--- Start of Reading text ---
I hope that you will see what I say in the constructive manner that it is meant.
Although I haven't seen every BLM Donkey around, I have had some experience with them.
They lack the quality in thier conformation. Especially the underpinning needed to acomplish what you are describing. Those little donks have no whither. In fact they are usually extremely mutton backed. Most of all they assuredly do not produce quality mules because of the undesirable traits that most posess. You'll end up with a barrel on four legs.
Thier background is especially directed back to the small Sicillian donkeys brought over with the Spanish in the 15 and 1600's. 
There is one thing for certain when it comes to mules. In fact any kind of hybrid. You pay for what you get. Quality breeds quality and junk breeds junk.
Your results will be far more desirable if you are willing to invest. Whether it be breeding and raising your own. Or purchasing one at any stage in life. 
If I might suggest.
--- End of Reading text ---
# [Short task 1]
According to the forum post on donkeys, what will you end up with if you breed mules from these little donkeys?
--- Start of Available records ---
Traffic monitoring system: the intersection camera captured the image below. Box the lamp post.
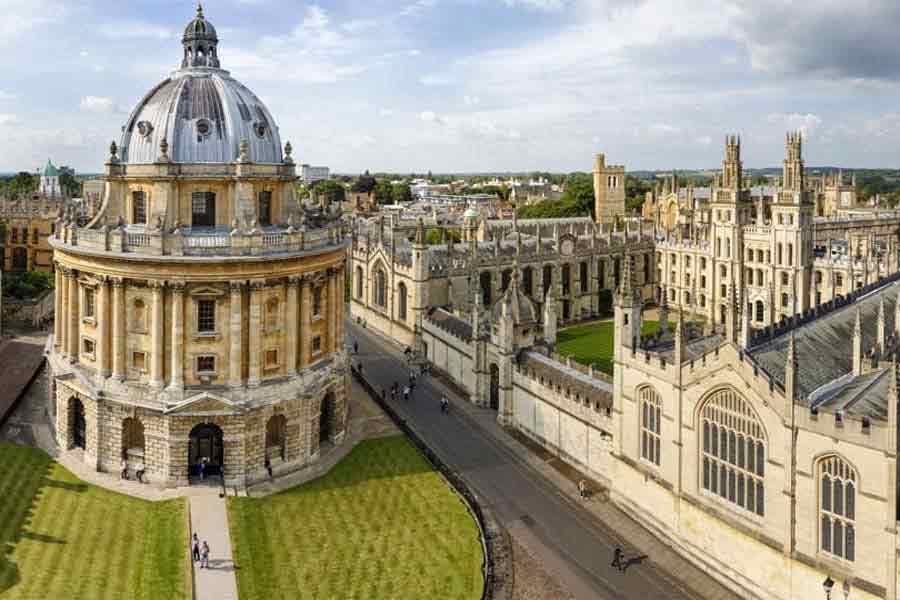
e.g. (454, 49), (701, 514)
(822, 575), (834, 600)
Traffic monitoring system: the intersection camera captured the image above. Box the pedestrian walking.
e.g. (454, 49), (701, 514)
(609, 546), (622, 571)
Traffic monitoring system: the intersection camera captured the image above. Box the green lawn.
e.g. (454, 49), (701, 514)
(556, 321), (659, 375)
(0, 444), (190, 600)
(228, 436), (484, 600)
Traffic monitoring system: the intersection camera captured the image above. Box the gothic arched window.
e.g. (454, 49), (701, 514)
(375, 266), (387, 308)
(638, 386), (662, 467)
(819, 456), (858, 561)
(397, 282), (406, 321)
(700, 388), (766, 516)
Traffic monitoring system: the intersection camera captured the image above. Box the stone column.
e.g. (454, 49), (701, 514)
(97, 276), (110, 379)
(66, 270), (81, 362)
(228, 281), (244, 388)
(53, 263), (65, 350)
(323, 268), (338, 352)
(150, 281), (165, 389)
(284, 277), (300, 377)
(112, 278), (127, 381)
(300, 275), (312, 367)
(169, 281), (184, 390)
(247, 281), (266, 387)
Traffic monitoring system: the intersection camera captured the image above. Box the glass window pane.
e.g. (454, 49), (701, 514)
(756, 481), (766, 516)
(844, 482), (856, 519)
(831, 479), (844, 515)
(844, 524), (856, 560)
(822, 515), (831, 552)
(831, 519), (844, 556)
(756, 442), (766, 477)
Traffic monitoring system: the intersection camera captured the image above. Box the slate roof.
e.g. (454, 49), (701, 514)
(425, 307), (472, 342)
(518, 350), (613, 408)
(749, 282), (900, 416)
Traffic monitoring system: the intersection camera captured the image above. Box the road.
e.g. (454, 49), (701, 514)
(349, 325), (694, 600)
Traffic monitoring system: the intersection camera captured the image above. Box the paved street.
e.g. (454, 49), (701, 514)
(349, 325), (735, 600)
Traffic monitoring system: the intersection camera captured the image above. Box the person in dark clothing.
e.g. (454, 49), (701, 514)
(609, 546), (622, 571)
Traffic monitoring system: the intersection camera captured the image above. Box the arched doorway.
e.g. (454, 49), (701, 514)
(319, 392), (334, 444)
(266, 415), (287, 460)
(490, 363), (500, 410)
(69, 397), (87, 450)
(188, 423), (225, 475)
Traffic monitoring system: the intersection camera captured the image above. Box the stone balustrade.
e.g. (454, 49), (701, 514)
(54, 222), (344, 257)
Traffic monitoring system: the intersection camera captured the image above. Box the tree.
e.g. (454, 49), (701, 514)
(375, 179), (394, 204)
(351, 171), (378, 194)
(391, 183), (413, 204)
(315, 179), (347, 204)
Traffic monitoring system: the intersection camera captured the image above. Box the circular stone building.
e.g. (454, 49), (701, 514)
(49, 9), (349, 485)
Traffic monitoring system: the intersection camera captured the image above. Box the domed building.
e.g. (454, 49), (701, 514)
(49, 8), (349, 485)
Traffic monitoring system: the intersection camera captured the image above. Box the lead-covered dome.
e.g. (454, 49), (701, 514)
(120, 7), (283, 164)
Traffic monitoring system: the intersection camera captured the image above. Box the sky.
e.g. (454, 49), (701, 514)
(0, 0), (900, 173)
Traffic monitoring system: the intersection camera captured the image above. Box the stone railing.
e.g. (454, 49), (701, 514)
(54, 222), (344, 257)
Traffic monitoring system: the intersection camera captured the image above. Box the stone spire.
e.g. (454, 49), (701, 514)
(853, 306), (862, 375)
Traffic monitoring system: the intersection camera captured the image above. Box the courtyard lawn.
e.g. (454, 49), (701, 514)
(228, 436), (484, 600)
(556, 320), (659, 375)
(0, 444), (191, 600)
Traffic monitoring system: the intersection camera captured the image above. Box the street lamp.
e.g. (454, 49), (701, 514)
(822, 575), (834, 600)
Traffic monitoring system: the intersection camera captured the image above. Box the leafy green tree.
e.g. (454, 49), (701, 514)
(315, 179), (347, 204)
(351, 171), (378, 194)
(391, 183), (413, 204)
(375, 179), (394, 204)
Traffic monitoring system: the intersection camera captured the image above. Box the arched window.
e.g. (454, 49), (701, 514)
(397, 282), (406, 321)
(522, 267), (534, 296)
(638, 386), (662, 466)
(375, 267), (387, 308)
(266, 298), (279, 331)
(819, 456), (858, 561)
(478, 271), (491, 306)
(700, 388), (766, 516)
(131, 298), (147, 331)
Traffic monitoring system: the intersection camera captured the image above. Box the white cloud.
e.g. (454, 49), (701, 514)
(97, 21), (176, 40)
(503, 0), (566, 12)
(79, 96), (121, 113)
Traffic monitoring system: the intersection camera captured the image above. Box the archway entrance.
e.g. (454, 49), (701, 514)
(491, 364), (500, 410)
(69, 398), (87, 450)
(188, 423), (225, 476)
(319, 393), (334, 444)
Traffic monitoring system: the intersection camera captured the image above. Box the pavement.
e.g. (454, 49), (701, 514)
(348, 324), (739, 600)
(188, 486), (238, 600)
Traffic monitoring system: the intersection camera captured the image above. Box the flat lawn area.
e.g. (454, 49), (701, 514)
(228, 436), (484, 600)
(0, 444), (190, 600)
(556, 321), (659, 375)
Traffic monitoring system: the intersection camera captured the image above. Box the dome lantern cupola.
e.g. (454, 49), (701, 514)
(181, 3), (219, 69)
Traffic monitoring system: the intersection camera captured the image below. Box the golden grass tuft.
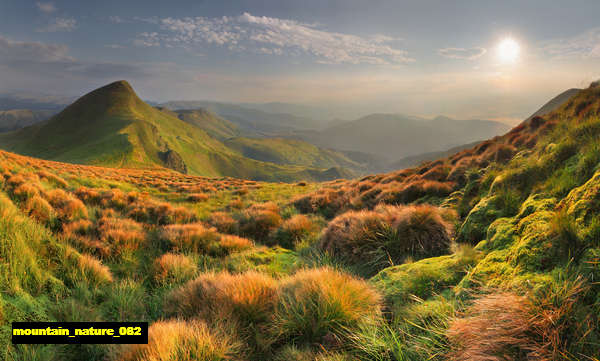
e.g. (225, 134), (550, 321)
(114, 320), (241, 361)
(153, 253), (198, 284)
(98, 217), (146, 255)
(161, 223), (219, 253)
(166, 271), (277, 325)
(77, 253), (113, 285)
(319, 205), (454, 271)
(208, 212), (238, 234)
(24, 195), (56, 223)
(45, 188), (88, 222)
(271, 268), (381, 344)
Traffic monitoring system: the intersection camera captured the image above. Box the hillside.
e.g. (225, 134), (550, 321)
(293, 114), (508, 160)
(158, 107), (240, 141)
(0, 109), (56, 133)
(225, 137), (366, 171)
(388, 89), (581, 169)
(0, 81), (346, 181)
(0, 84), (600, 361)
(161, 101), (322, 135)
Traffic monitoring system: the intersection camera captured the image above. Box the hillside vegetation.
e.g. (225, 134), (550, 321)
(0, 81), (348, 181)
(225, 137), (367, 172)
(0, 84), (600, 361)
(290, 114), (509, 161)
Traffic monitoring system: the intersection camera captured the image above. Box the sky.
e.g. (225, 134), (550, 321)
(0, 0), (600, 123)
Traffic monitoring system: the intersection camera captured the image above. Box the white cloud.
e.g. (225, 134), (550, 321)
(134, 13), (414, 64)
(542, 27), (600, 58)
(438, 47), (487, 60)
(37, 18), (77, 33)
(0, 35), (74, 62)
(35, 1), (56, 14)
(108, 15), (126, 24)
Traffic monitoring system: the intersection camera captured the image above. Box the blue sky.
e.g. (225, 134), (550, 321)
--- End of Available records ---
# [Short task 2]
From the saved entries, write out the lines from the one containing "Box the pavement." to the one containing "(0, 0), (600, 123)", both included, leaving the pictures out.

# [Written response 1]
A barrel on four legs.

# [Written response 2]
Traffic monitoring system: the intersection camera captured the image above. Box the pavement.
e.g. (454, 49), (701, 514)
(348, 324), (739, 600)
(188, 486), (238, 600)
Traffic monitoring system: the intersection camera captured the image above. Box the flat lawn area.
e.g. (454, 49), (701, 514)
(228, 436), (484, 600)
(0, 444), (190, 600)
(556, 321), (659, 375)
Traffic monitoring system: the intersection camera captured the image above. Box the dome lantern cupola.
e.g. (454, 49), (701, 514)
(181, 3), (219, 69)
Traffic monitoring system: the intersection camera captured the image below. Box the golden grass tuft.
e.g. (225, 134), (550, 321)
(114, 320), (241, 361)
(153, 253), (198, 284)
(98, 217), (146, 255)
(161, 223), (219, 253)
(166, 271), (277, 325)
(77, 253), (113, 285)
(319, 205), (454, 271)
(208, 212), (238, 234)
(24, 195), (56, 223)
(45, 188), (88, 222)
(271, 268), (381, 344)
Traffic monitoring system: the intersection camera captured the image above. Box the hillside.
e.g. (225, 134), (550, 321)
(293, 114), (508, 160)
(158, 107), (240, 141)
(0, 109), (56, 133)
(225, 137), (366, 171)
(388, 89), (581, 169)
(0, 81), (346, 181)
(0, 84), (600, 361)
(161, 101), (322, 135)
Traffic monitoring system: the intersection camera captured the image above. Box the hillside vegetation.
e.g. (225, 134), (550, 321)
(0, 81), (348, 181)
(225, 137), (367, 172)
(0, 84), (600, 361)
(290, 114), (509, 161)
Traffic monitoring system: the intersection camera captured the image above. Box the sky.
e.g. (225, 134), (550, 321)
(0, 0), (600, 123)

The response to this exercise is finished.